> _Information_
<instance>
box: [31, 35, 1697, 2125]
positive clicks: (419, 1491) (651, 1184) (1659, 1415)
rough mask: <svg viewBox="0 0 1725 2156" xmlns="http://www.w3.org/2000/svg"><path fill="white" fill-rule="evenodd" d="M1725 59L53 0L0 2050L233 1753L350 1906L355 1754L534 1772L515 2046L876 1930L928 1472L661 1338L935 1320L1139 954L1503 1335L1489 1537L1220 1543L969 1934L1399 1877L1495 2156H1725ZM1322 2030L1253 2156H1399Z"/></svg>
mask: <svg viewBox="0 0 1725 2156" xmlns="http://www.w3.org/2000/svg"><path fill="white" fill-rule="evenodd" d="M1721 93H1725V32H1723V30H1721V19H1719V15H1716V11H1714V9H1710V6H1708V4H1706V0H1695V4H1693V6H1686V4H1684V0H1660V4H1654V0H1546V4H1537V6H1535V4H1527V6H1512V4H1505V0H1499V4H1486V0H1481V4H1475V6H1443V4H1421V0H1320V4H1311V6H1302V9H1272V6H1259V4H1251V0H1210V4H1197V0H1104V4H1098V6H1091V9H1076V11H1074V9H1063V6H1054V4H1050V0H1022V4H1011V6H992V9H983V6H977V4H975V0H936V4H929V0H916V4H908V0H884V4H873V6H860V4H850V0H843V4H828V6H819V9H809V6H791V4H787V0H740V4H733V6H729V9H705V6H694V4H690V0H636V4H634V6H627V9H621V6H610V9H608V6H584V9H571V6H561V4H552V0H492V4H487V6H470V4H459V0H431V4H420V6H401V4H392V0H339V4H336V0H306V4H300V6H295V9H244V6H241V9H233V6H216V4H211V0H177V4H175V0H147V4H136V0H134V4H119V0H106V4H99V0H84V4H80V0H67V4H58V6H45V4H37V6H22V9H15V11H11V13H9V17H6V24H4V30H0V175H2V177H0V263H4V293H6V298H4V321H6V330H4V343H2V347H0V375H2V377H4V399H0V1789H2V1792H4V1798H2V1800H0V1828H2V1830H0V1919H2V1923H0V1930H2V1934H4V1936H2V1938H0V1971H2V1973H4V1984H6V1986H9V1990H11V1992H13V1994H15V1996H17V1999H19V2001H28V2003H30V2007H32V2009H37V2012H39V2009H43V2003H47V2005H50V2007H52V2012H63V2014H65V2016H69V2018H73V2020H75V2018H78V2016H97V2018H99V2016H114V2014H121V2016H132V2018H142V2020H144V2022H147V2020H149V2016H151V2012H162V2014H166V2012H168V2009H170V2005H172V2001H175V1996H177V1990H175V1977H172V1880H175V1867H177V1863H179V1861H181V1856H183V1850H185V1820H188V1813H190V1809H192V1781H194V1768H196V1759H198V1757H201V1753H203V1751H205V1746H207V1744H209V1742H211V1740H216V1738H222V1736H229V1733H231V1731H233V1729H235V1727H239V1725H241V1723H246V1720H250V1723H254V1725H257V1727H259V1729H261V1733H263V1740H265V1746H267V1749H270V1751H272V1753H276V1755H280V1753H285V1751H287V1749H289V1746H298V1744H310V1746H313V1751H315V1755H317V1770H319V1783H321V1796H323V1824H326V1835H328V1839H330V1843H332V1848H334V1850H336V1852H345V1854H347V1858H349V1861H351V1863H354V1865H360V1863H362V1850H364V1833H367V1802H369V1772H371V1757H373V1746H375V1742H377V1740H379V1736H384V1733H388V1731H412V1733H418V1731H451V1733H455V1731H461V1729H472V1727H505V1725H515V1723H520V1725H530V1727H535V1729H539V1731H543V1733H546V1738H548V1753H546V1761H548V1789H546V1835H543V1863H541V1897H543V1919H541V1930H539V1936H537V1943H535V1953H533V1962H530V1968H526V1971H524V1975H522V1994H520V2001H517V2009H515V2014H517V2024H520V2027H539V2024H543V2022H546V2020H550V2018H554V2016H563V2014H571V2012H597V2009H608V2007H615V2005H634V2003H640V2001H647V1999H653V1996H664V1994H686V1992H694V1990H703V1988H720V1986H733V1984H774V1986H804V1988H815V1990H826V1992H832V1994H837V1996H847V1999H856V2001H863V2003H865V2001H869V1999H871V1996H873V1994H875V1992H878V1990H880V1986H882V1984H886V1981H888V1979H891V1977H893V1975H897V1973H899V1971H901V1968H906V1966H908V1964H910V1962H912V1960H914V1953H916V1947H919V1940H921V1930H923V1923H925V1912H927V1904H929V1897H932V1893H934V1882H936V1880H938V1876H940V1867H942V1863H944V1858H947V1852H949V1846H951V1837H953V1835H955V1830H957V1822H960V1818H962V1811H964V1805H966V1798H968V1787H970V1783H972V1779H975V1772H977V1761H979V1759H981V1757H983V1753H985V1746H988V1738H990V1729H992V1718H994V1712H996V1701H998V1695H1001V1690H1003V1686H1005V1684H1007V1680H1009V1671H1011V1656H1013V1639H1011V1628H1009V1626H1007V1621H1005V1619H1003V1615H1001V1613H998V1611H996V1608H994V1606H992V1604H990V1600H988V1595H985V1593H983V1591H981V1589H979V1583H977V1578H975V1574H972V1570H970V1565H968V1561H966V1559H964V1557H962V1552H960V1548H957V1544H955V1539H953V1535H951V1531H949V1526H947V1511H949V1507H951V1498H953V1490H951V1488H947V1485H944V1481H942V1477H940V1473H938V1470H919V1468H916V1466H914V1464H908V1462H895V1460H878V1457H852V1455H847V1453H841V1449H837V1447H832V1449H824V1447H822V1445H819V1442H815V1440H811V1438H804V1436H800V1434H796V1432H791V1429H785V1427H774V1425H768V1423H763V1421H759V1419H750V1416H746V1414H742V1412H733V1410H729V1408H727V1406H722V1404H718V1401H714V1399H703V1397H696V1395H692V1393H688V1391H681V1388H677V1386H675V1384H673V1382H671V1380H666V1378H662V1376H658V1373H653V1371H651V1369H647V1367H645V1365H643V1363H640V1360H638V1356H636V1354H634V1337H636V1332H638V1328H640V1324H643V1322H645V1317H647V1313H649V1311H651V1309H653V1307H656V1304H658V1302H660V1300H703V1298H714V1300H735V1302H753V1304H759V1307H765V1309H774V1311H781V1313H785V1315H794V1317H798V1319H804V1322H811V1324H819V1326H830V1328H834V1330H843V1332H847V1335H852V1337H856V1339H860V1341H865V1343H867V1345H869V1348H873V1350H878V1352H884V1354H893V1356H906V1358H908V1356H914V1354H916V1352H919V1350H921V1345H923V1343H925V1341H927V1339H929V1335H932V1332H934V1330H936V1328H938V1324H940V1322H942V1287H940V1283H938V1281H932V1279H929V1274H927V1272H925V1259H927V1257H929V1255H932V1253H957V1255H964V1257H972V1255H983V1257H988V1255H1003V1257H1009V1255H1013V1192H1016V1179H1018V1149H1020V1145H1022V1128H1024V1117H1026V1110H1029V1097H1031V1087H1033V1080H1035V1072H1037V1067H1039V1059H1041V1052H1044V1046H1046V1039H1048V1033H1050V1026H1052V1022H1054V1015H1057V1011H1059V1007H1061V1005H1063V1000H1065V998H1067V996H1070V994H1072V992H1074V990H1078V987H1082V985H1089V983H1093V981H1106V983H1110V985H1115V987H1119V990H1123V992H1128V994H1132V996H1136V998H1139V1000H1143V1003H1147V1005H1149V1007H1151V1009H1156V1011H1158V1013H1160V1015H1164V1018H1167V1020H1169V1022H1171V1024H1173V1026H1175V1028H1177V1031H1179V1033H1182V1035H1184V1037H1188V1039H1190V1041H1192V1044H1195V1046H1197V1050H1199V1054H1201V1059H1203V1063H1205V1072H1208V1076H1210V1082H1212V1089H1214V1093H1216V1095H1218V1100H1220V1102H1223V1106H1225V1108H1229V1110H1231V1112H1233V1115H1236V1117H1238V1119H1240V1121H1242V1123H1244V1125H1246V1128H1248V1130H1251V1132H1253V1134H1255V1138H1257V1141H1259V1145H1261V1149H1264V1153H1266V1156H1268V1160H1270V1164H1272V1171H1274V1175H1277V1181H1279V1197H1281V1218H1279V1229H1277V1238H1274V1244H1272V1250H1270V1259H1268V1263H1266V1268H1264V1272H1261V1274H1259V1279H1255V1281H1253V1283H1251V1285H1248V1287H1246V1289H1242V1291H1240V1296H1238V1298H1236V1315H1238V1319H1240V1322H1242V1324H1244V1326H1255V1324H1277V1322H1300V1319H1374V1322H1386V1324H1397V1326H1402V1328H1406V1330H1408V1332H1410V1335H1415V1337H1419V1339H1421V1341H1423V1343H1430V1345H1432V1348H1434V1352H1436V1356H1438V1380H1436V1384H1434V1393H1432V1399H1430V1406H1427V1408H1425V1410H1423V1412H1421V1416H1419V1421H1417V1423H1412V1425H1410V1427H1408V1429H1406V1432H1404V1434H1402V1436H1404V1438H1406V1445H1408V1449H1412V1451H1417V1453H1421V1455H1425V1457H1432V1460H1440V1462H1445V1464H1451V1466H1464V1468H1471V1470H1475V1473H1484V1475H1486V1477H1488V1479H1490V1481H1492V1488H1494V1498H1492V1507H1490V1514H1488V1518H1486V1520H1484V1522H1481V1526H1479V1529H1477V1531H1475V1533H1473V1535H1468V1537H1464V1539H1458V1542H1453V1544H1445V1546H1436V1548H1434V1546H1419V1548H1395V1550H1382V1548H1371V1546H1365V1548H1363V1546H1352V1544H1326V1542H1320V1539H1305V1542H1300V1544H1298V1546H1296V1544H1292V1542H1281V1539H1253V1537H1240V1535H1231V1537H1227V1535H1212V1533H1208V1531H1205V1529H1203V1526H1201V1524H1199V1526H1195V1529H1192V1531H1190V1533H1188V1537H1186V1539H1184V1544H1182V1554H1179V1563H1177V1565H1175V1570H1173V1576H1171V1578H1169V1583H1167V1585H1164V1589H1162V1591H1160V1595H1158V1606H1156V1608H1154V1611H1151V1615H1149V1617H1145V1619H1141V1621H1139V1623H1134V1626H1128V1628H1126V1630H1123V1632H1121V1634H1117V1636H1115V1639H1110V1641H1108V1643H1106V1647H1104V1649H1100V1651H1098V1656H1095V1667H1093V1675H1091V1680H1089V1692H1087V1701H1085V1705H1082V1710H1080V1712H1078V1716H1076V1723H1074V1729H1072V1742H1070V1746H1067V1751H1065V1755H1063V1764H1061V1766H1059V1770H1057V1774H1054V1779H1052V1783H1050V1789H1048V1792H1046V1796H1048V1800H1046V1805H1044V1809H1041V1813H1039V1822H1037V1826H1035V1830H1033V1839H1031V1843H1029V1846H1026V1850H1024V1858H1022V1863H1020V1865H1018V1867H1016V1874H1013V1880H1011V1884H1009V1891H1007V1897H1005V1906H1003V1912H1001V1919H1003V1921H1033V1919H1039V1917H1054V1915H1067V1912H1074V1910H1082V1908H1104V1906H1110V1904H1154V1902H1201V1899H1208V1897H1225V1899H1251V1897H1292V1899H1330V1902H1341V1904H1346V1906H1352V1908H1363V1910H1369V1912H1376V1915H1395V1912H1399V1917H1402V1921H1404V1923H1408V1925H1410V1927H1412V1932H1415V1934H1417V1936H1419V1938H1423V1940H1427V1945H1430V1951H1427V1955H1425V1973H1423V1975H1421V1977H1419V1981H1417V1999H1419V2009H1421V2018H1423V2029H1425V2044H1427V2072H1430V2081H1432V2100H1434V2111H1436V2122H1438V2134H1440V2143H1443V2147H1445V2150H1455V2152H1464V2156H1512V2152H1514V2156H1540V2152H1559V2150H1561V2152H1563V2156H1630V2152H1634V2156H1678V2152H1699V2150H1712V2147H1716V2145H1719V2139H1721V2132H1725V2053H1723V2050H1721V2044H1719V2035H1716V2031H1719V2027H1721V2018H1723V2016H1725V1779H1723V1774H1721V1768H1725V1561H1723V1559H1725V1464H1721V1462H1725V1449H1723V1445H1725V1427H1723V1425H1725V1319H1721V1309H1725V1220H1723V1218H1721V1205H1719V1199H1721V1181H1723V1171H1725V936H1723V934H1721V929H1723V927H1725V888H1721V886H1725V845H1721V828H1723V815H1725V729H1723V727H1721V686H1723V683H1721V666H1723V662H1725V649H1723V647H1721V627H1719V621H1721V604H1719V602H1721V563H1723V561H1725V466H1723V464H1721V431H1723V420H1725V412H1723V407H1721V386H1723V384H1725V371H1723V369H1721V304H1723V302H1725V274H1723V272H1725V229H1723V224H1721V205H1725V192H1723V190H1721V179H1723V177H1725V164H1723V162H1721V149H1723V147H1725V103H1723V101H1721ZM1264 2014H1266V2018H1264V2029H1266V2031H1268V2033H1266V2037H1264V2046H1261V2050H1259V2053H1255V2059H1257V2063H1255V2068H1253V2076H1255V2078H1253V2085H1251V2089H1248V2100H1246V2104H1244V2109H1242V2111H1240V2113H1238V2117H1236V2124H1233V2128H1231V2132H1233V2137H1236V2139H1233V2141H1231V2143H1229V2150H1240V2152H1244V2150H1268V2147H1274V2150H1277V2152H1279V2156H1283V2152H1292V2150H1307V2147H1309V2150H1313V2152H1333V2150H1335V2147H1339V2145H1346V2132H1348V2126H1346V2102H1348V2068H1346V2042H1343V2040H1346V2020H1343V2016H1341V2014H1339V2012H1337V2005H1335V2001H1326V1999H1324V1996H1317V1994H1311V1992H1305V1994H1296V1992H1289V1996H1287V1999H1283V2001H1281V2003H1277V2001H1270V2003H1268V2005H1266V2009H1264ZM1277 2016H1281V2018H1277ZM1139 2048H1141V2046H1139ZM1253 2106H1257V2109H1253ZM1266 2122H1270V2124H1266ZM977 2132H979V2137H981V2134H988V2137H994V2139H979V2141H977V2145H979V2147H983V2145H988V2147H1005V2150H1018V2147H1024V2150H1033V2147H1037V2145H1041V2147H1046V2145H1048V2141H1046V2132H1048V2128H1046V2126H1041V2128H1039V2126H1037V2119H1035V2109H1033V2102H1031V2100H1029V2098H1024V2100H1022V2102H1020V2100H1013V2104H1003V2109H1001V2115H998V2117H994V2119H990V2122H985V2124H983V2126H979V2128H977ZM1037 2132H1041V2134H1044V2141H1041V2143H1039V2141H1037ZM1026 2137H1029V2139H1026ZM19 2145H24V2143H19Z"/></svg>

> _Problem description_
Retype the records above from the very first line down to the line with "positive clicks: (419, 1491)", keeping both of those lines. Include nothing beyond them.

> _Answer area_
<instance>
box: [31, 35, 1697, 2125]
positive clicks: (419, 1491) (651, 1184) (1659, 1415)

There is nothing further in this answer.